-- begin Provided text --

I believe this to be a great start to what I was thinking on the
issue.
eric




Jay Lemke <jaylemke@umich.edu>
Sent by: xmca-bounces@weber.ucsd.edu
11/28/2009 10:45 PM
Please respond to "eXtended Mind, Culture, Activity"



To:     "eXtended Mind, Culture, Activity"
<xmca@weber.ucsd.edu>        cc:

Subject:        Re: [xmca]
about emotions


So, would we begin with the simple contradiction: emotion is
society's
principal support? (vs. "nemesis"?)

Reasonable on the grounds that "fellow-feeling" or primary
sociality,
our empathic bond to our fellow humans, is what counters any
notion
that the "state of nature" is ONLY "red in tooth, claw, and
nail". We
do not begin from a war of all against all, but from family
ties, and
cultural extensions of kinship feelings to notional kin, and
loyalties
and identifications with larger groups and with lineages, clans,
moieties, age cohorts, initiation cohorts, totemic subgroups,
etc. etc.

Without fellow-feeling, no society. Can the same be said as
convincingly of reason? Do we imagine that social systems cohere
because we rationally recognize our advantage from them? And
that that
bond is strong enough to stand the test of conflict? That we
would
sacrifice our lives to defend others solely out of rational
calculation? I doubt it. It seems clearly that sociality is
rooted in
feeling.

Or, rather, in the unity and functional integration of kinds of
meaning making (e.g. to determine culturally who is in-group and
who
is out-group) and kinds of feeling (loyalty, love, and alas
their
opposites).

Emotions may be the nemesis of abstract and arbitrary, perhaps
even
ideologically suspect, social ties. The "rational" grounds of
the
capitalist nation-state, and its efforts to recruit loyalty
emotionally (songs, flags, rhetoric) seem rather easily
interrupted by
the emotions of anger and resentment and the feeling of
righteous
wrath against the oppressor, not just of myself, but also of
others,
that leads to revolution, or at least to throwing a brick or two.

-- end Provided text --
-- begin Data extract --

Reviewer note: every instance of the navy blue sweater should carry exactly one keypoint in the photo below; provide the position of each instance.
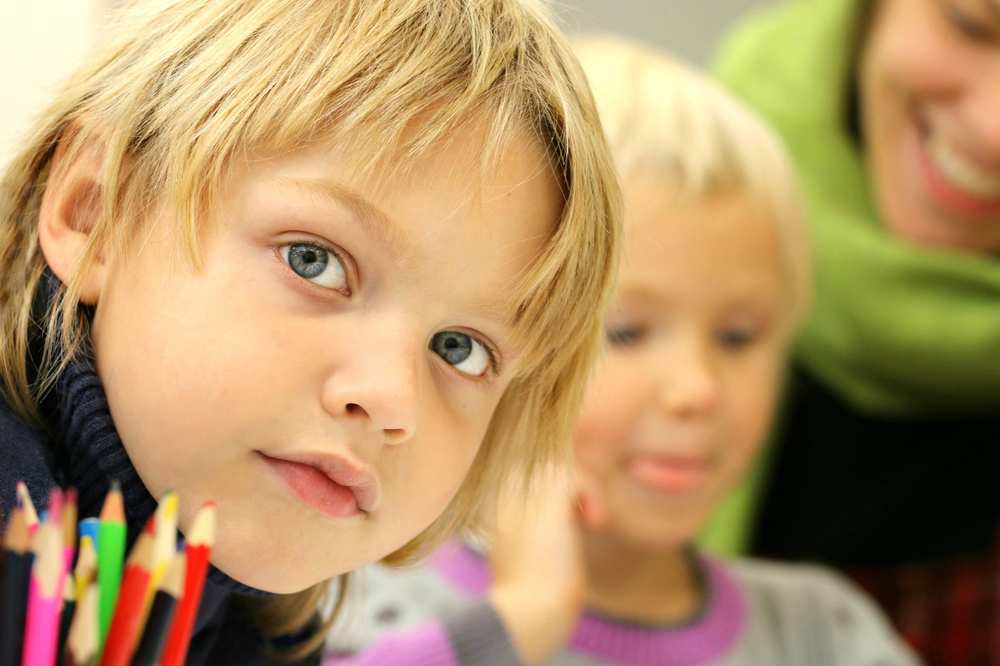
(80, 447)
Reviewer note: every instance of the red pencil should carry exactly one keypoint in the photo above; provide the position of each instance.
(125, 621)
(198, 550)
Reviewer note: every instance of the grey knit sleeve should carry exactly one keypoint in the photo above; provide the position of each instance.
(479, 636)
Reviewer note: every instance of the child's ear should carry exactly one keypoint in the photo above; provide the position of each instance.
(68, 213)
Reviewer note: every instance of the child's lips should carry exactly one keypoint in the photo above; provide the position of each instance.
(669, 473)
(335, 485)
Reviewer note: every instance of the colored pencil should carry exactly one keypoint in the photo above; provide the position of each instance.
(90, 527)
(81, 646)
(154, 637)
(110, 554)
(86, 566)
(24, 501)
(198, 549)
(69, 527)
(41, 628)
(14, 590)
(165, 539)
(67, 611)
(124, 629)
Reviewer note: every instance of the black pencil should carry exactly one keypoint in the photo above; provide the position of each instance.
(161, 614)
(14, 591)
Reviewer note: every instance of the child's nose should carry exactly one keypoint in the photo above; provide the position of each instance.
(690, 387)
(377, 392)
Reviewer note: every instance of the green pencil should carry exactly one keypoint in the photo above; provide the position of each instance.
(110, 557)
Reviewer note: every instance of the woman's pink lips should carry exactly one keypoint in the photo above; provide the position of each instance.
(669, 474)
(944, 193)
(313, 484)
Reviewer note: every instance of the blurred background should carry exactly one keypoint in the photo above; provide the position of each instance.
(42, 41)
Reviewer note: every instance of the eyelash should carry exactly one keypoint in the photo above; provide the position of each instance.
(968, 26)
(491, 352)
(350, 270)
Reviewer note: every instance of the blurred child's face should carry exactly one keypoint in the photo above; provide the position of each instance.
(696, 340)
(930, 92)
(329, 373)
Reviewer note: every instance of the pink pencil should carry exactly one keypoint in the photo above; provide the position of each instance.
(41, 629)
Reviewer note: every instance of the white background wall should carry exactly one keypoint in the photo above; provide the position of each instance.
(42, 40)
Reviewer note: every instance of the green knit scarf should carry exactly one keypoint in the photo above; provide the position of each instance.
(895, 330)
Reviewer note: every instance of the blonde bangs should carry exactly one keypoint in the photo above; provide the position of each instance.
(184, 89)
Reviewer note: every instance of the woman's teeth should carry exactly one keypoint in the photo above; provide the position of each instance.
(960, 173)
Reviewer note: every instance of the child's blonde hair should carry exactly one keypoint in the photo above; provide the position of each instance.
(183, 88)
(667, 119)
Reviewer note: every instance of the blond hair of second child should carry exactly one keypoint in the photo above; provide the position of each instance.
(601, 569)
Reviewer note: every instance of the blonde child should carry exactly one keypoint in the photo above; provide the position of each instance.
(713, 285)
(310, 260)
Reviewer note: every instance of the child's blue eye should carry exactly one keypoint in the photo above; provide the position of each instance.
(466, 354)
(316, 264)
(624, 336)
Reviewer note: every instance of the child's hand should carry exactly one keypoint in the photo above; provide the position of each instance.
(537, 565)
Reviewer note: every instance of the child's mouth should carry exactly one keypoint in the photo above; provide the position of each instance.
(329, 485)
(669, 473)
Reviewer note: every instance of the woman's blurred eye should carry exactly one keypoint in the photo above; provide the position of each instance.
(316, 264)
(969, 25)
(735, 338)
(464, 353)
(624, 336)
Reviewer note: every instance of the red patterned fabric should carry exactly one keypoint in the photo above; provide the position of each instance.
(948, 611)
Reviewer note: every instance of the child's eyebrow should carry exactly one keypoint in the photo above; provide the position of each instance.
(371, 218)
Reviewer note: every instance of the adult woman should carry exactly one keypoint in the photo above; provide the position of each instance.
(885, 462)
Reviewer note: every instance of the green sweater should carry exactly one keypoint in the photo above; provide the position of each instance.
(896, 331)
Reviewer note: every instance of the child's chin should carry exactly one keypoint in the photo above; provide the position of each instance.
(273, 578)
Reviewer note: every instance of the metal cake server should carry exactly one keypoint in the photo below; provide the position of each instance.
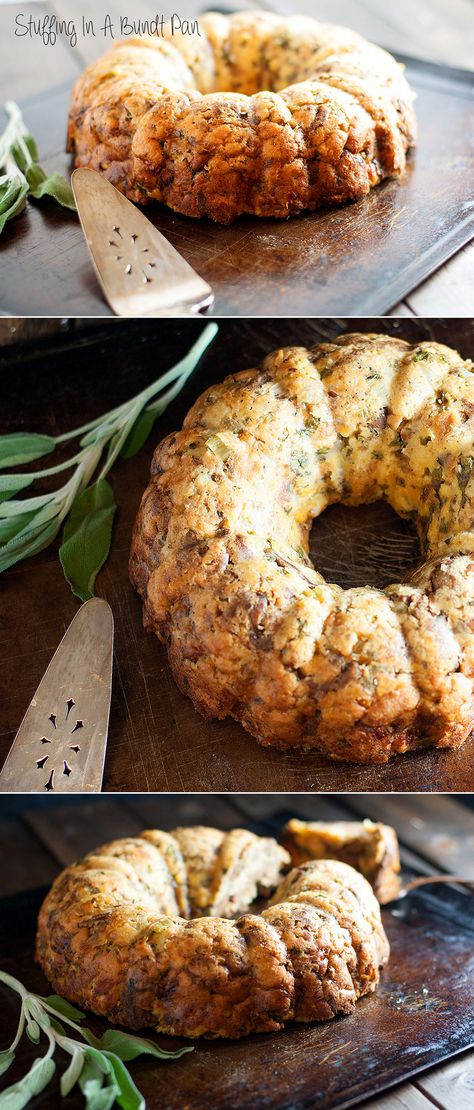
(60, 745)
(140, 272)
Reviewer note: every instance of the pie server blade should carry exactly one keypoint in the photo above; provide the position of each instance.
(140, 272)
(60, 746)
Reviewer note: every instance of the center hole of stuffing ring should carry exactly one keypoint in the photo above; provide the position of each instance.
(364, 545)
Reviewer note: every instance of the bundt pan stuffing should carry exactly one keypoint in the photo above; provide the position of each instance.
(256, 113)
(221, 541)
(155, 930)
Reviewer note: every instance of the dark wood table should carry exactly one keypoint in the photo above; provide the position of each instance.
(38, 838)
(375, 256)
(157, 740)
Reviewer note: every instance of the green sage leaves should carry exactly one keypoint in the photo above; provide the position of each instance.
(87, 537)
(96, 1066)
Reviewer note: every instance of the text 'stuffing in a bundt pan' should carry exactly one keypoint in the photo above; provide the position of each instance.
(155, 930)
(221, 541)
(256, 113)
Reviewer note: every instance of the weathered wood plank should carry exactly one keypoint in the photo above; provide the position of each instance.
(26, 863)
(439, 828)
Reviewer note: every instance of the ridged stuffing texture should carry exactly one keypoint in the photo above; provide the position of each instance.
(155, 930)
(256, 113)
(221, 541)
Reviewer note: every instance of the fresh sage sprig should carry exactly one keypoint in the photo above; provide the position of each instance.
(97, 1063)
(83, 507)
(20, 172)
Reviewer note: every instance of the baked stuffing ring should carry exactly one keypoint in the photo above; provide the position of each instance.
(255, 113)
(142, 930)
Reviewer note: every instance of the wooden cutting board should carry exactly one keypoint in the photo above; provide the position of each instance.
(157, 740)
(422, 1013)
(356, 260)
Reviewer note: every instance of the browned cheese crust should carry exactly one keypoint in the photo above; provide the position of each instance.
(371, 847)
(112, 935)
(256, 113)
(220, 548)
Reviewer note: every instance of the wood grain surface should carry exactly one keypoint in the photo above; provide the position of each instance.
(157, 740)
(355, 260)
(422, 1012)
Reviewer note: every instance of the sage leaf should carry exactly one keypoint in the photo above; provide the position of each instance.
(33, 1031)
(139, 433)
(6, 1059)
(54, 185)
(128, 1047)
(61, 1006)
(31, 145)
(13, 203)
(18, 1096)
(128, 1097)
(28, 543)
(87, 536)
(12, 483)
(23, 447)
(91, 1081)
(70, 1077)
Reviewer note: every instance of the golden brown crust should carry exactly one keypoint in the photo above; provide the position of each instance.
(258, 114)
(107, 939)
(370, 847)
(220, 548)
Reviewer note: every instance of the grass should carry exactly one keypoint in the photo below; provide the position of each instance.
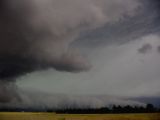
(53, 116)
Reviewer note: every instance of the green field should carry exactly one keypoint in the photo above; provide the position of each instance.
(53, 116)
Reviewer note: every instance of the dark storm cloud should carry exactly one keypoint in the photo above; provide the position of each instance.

-- end Data extract --

◆ Requirement 1
Do these statements agree with the post on emotions and society? Answer yes or no for each and quote the deciding words.
(a) The writer holds that social systems cohere mainly because people rationally recognize their advantage from them.
(b) The writer says that people begin from family ties rather than from a war of all against all.
(c) The writer names songs, flags, and rhetoric as ways the capitalist nation-state tries to recruit loyalty emotionally.
◆ Requirement 2
Carry the post on emotions and society forward from its last sentence.
The entries are separate material from the post on emotions and society.

◆ Right answer 1
(a) No: "sociality is rooted in feeling."
(b) Yes: "We do not begin from a war of all against all, but from family ties"
(c) Yes: "its efforts to recruit loyalty emotionally (songs, flags, rhetoric)"

◆ Right answer 2
So I hope I am being a bit dialectical here in seeing even the
sense
in which emotions ARE the nemesis of society as also and more
fundamentally being the same sense in which they ground the very
possibility of society.

JAY.


Jay Lemke
Professor (Adjunct, 2009-2010)
Educational Studies
University of Michigan
Ann Arbor, MI 48109
www.umich.edu/~jaylemke

Visiting Scholar
Laboratory for Comparative Human Communication
University of California -- San Diego
La Jolla, CA
USA 92093






On Nov 28, 2009, at 7:48 AM, ERIC.RAMBERG@spps.org wrote:

Hello All:

I would like to point out that when I suggested that emotion
appeared to be
societies nemesis I did not bring in the dialectic but rather
used
the word
dichotomy.  Dichotomy does bring out the notion of
either/or where
dialectic is rather a wholeness a both sidedness within the same
'gestalt' (for lack of a better word).  I believe in the
dialectic and
would like someone to stage this aspect of emotions in the
form of the
dialectic.  Does this make sense?

much thanks and turkey gravy
eric


To:               "eXtended Mind, Culture, Activity"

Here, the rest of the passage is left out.